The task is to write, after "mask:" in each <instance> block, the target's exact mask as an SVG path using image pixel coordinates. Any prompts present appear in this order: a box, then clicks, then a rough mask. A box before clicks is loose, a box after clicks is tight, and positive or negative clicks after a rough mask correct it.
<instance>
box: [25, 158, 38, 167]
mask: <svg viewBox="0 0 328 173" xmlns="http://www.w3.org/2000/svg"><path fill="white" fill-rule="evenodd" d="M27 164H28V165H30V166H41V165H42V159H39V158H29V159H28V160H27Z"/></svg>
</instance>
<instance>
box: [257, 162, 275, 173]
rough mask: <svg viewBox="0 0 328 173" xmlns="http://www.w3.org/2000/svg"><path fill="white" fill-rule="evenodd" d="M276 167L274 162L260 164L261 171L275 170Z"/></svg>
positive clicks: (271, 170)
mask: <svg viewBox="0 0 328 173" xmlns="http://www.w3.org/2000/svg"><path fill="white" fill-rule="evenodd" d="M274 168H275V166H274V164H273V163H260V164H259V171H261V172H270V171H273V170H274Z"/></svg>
• • • • •
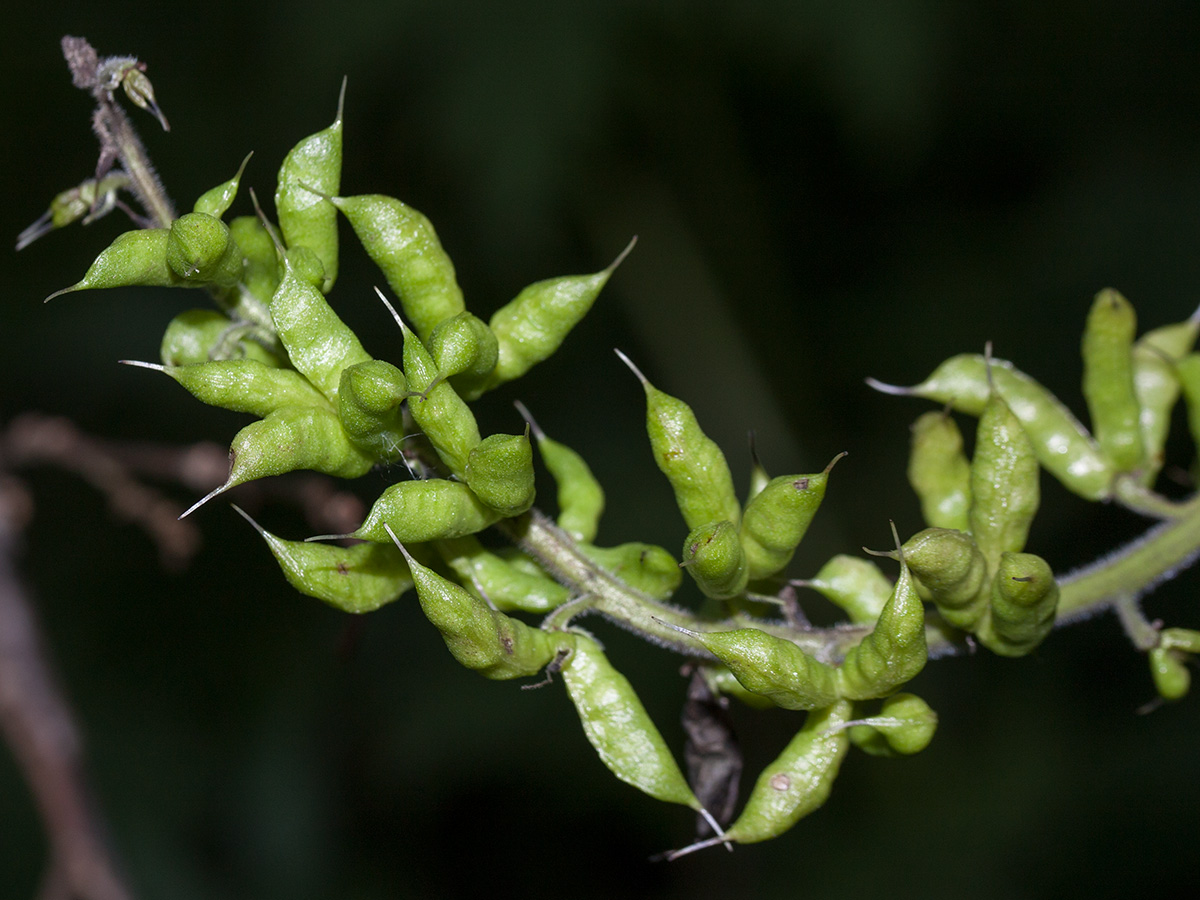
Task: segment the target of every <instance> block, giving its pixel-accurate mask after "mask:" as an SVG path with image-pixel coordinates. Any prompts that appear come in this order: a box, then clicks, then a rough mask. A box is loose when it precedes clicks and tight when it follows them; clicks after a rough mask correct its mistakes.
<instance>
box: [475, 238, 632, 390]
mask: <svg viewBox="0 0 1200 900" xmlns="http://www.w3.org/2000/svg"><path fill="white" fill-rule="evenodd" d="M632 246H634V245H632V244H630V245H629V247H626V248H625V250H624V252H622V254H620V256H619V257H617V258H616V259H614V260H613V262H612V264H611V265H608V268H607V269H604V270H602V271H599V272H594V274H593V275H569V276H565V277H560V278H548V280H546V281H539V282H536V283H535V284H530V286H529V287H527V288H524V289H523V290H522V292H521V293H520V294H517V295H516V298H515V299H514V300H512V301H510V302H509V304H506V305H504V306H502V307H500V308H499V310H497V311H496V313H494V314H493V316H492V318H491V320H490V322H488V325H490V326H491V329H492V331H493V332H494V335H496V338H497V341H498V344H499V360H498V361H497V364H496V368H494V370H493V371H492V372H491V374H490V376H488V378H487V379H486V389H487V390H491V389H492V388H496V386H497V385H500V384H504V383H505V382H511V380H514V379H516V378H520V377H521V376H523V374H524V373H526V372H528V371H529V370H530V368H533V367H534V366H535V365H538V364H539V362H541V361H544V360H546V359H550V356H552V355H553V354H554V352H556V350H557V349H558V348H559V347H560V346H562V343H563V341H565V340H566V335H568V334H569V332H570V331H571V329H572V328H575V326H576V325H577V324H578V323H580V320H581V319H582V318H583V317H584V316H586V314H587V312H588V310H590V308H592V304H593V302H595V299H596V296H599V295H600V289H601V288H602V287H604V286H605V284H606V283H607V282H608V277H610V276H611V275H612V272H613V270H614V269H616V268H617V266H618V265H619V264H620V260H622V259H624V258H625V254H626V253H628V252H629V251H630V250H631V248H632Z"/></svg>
• • • • •
■ **Work to be completed**: Rewrite the lines of the listing above, from the line with "Task: segment the" up to and including the line with "box: [475, 238, 632, 390]", swapping "prompts" for "cues" and keeping everything else the same.

■ **Finished task**:
Task: segment the target of every <instance> block, giving its pixel-accurate mask after "mask:" as an SVG path with image-pixel coordinates. Any cues that appear come in this order: a box, then clicks, then a rough mask. A box is loose when it precedes clicks and tight when it follows them; clicks after a rough mask correct its mistakes.
<instance>
box: [475, 238, 632, 390]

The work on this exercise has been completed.